**Exercise:**
Rewrite the lines of the items below, beginning with the line that has "Where can you see the dark" and ending after the line that has "<point>922,276</point>", changing "bare tree" to "leafless tree" and leaving everything else as it is.

[Data extract start]

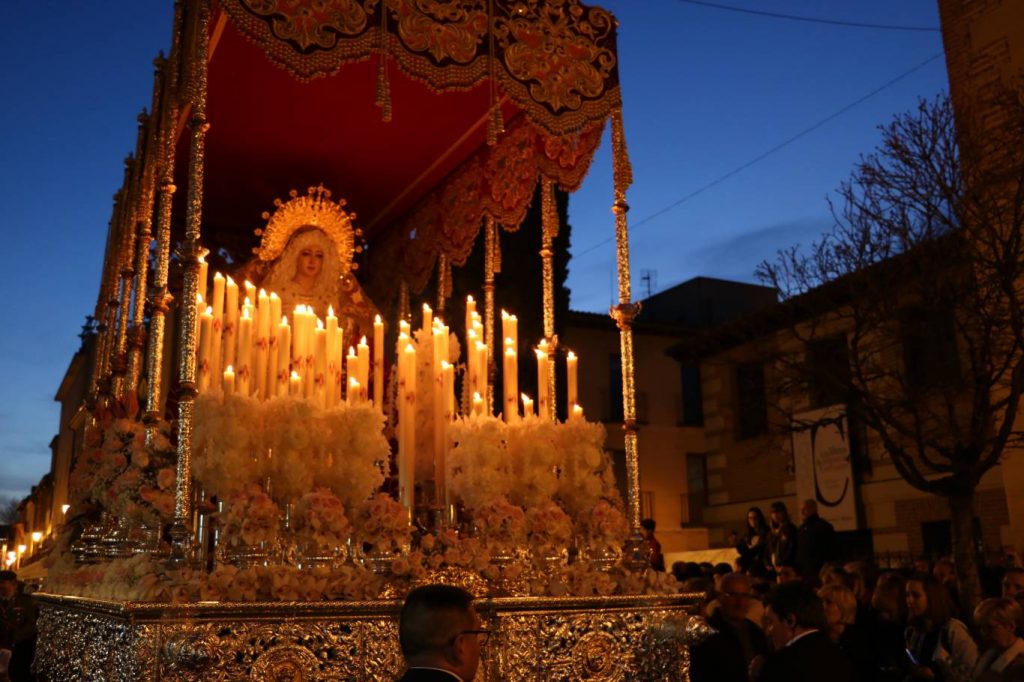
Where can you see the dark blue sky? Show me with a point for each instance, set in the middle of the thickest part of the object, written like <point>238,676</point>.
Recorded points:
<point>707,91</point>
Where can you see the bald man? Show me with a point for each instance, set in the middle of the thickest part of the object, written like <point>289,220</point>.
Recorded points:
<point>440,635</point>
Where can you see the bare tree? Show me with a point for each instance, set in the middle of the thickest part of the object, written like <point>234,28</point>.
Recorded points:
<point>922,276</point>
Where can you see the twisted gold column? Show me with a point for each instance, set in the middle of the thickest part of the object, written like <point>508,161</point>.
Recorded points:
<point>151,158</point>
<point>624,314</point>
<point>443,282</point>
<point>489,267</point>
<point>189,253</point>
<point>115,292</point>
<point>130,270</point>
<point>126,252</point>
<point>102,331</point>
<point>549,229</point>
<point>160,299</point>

[Data extract end]
[Data extract start]

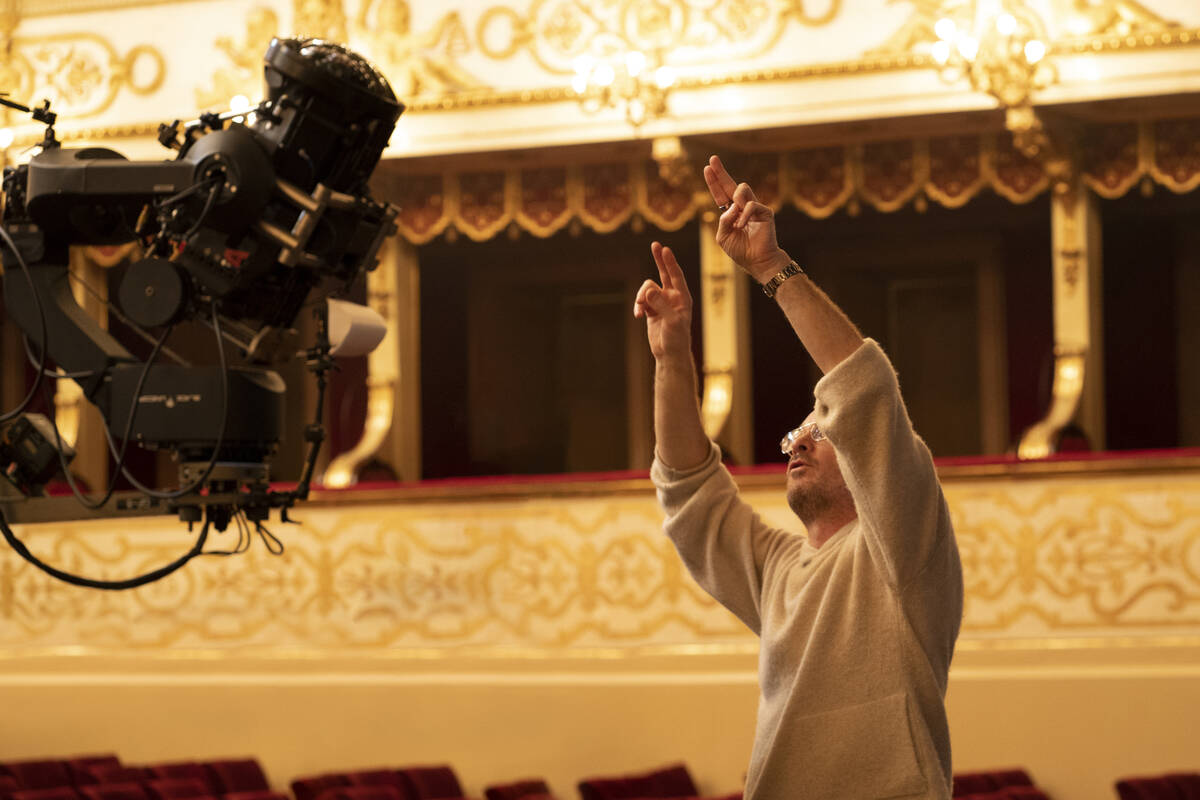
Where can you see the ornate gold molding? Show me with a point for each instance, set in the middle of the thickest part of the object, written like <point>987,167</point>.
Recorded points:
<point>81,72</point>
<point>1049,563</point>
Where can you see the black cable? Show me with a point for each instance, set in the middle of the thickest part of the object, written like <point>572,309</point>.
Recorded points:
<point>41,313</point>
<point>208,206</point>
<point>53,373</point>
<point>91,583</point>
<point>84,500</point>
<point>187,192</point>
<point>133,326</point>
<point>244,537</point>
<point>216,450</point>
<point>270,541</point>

[Data extract end]
[Data extract start]

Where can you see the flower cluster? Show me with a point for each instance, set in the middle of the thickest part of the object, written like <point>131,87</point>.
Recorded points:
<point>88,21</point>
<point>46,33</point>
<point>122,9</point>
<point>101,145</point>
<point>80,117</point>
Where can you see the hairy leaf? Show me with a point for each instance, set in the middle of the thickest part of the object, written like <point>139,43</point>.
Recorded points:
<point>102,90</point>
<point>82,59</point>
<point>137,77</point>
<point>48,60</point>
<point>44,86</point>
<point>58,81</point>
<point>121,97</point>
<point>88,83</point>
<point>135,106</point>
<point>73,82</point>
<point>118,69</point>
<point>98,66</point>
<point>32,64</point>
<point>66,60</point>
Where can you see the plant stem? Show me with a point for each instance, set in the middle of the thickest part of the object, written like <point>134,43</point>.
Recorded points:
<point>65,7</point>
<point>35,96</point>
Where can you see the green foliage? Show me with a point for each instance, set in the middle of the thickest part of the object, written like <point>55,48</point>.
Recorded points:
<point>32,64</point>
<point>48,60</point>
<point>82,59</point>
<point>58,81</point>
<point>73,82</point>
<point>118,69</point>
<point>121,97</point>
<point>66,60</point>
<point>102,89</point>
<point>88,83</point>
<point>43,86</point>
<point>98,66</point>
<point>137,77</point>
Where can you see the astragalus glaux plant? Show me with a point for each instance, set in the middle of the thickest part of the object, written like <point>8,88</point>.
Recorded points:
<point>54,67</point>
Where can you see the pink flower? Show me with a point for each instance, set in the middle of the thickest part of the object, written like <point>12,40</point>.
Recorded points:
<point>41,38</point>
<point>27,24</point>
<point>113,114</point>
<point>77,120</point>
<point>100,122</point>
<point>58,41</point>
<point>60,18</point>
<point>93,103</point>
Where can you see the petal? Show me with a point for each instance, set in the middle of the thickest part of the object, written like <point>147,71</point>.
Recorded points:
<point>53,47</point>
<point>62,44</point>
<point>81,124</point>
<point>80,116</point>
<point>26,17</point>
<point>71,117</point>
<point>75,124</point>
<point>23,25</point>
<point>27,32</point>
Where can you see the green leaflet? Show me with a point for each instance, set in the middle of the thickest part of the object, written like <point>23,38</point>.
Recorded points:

[Data extract end]

**Result for this task:**
Where can you see the dark blue sky? Show me with a point for each instance, set in the middle of the thickest part of the object, written like <point>238,676</point>.
Recorded points:
<point>707,91</point>
Where can you see the bald man? Show me with a point for each instance, set in the middle of the thickest part of the object, written like <point>289,220</point>.
Recorded points:
<point>440,635</point>
Where can you see the leafless tree? Show me with a point for each instance, set in the middle of the thickest part of the object, written like <point>234,28</point>.
Recorded points:
<point>922,276</point>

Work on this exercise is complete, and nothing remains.